Pointing dataset excerpts:
┏━━
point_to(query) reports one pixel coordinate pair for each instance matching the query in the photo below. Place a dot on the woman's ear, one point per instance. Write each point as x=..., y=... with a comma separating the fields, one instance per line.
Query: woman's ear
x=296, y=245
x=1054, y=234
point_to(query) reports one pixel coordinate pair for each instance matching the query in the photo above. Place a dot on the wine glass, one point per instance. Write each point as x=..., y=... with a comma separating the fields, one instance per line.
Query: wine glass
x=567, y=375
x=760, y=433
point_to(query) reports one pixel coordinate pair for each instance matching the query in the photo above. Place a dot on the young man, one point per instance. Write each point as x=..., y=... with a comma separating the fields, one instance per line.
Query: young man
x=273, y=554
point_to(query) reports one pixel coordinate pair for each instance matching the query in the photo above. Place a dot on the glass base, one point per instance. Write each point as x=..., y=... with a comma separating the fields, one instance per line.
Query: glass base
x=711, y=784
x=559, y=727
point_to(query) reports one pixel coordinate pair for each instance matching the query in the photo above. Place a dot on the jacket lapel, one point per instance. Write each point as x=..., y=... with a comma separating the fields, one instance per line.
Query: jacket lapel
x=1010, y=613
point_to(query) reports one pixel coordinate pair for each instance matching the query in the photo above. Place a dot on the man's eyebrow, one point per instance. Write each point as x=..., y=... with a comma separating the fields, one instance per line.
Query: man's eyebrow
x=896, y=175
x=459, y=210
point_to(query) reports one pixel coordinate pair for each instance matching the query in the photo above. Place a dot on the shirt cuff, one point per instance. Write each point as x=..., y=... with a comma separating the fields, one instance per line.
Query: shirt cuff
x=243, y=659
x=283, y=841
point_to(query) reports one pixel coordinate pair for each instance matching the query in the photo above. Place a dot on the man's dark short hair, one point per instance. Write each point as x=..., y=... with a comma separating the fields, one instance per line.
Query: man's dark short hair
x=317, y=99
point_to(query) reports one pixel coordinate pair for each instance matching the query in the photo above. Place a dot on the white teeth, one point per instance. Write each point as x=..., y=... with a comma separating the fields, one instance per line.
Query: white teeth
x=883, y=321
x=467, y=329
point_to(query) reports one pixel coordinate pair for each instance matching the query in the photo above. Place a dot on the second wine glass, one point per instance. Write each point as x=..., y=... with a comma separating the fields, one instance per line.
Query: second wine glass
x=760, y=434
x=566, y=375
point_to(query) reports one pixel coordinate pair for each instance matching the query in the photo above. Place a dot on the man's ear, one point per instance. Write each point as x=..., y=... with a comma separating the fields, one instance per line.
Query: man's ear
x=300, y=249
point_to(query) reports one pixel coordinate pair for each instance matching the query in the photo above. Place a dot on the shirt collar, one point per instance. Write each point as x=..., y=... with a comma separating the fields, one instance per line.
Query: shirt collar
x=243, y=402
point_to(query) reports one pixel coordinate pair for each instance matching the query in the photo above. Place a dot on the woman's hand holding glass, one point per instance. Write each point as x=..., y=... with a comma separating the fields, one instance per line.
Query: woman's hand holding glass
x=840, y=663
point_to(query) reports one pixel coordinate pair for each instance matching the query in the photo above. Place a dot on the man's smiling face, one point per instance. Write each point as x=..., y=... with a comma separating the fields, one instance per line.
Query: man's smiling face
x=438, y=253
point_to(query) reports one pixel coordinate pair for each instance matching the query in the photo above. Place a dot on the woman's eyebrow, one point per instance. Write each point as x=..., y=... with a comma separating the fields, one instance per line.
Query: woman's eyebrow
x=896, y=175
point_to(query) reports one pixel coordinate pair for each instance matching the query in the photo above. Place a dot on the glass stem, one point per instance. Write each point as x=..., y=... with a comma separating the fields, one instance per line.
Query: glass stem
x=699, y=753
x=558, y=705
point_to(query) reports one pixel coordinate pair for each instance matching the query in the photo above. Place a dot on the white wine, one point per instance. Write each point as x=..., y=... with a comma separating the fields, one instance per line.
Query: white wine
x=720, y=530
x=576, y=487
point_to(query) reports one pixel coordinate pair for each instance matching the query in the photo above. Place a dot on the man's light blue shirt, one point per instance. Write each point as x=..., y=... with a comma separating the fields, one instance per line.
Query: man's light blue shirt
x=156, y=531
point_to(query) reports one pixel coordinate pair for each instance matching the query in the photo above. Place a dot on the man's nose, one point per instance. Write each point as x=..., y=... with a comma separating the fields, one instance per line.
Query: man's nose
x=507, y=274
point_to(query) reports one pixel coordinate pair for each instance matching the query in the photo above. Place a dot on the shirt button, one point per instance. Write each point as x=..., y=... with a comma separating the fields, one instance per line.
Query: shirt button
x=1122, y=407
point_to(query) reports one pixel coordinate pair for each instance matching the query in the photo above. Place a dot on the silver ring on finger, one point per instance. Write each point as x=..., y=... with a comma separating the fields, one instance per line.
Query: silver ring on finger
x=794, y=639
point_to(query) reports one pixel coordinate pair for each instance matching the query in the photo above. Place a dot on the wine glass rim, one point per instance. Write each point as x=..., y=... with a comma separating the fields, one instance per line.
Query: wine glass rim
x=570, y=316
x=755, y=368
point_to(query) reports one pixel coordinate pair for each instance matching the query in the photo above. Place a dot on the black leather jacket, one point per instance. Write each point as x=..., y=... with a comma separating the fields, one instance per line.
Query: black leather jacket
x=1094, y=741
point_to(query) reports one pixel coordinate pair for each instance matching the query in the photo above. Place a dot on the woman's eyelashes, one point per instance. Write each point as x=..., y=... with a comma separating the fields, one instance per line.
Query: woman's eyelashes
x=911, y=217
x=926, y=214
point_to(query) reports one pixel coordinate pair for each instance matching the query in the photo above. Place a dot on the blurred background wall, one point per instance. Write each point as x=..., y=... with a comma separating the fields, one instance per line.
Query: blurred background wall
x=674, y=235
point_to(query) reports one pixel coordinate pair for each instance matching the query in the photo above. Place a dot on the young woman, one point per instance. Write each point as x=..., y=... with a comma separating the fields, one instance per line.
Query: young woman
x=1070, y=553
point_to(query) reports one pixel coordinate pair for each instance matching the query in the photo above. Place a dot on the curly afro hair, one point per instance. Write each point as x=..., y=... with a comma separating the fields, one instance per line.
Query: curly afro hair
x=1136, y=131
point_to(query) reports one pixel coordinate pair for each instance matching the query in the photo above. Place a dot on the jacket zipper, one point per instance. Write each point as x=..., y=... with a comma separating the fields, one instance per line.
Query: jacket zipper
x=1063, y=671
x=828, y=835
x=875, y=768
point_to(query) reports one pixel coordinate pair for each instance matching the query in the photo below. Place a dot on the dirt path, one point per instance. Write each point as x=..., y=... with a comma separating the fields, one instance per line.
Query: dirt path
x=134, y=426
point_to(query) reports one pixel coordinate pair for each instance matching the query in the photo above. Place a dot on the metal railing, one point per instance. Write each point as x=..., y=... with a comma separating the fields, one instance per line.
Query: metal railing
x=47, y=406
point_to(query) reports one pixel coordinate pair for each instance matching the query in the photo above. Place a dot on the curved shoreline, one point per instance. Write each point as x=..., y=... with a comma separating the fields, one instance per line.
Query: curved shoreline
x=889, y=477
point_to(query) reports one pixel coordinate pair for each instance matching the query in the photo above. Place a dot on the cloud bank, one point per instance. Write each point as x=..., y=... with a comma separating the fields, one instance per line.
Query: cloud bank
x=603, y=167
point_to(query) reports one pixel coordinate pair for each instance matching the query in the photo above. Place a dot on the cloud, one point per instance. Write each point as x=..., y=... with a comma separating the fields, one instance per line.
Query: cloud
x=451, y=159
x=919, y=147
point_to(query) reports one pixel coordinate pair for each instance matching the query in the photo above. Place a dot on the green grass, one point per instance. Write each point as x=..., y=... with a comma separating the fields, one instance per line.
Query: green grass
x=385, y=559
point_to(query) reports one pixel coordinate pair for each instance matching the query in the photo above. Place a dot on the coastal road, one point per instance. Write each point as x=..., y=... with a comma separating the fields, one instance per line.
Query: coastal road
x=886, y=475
┗━━
- [YOUR OBJECTIVE]
Could you reproduce, word for word, the lines of the records starting with the line that contains "man's nose, one" and going on through the line that contains "x=1122, y=407", both included?

- [SOLUTION FOR THIS EXERCISE]
point_to(query) reports one pixel coordinate pair for each instance matching the query in the photo above. Place a dot on the man's nose, one point per instance. Write each point as x=..., y=... with a comma separating the fields, one instance per line.
Query: man's nose
x=507, y=274
point_to(query) reports one pixel coordinate pair for each instance matching the query in the photo above. Place a dot on the shirt button, one point per instance. Write each point as x=..., y=... with a comma separating the fields, one instance per line.
Query: shirt button
x=1122, y=407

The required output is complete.